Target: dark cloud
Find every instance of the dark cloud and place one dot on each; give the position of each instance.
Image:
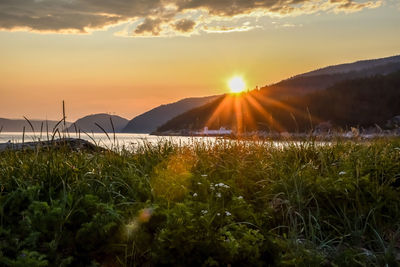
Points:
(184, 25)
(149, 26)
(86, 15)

#####

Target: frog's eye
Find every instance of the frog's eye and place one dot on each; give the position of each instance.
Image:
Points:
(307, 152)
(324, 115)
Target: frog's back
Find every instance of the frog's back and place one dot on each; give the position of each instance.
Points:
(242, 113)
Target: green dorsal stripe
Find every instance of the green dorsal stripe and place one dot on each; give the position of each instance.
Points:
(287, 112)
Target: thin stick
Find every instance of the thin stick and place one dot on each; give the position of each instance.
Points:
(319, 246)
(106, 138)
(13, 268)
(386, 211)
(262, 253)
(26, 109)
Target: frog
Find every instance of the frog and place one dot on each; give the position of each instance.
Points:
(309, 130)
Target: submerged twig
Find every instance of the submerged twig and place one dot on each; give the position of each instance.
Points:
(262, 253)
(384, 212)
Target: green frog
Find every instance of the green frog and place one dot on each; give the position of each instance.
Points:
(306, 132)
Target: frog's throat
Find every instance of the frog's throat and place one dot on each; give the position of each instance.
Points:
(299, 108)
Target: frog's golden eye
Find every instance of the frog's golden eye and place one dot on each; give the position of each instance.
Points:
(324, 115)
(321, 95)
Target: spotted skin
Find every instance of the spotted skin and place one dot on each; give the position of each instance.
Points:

#####

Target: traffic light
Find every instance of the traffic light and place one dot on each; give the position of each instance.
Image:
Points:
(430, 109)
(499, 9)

#####

Wherever the word "twig" appears in a line of the data, copy that line.

Target: submerged twig
Find every instance of the submerged twig and place one dot on each; give the position of each instance.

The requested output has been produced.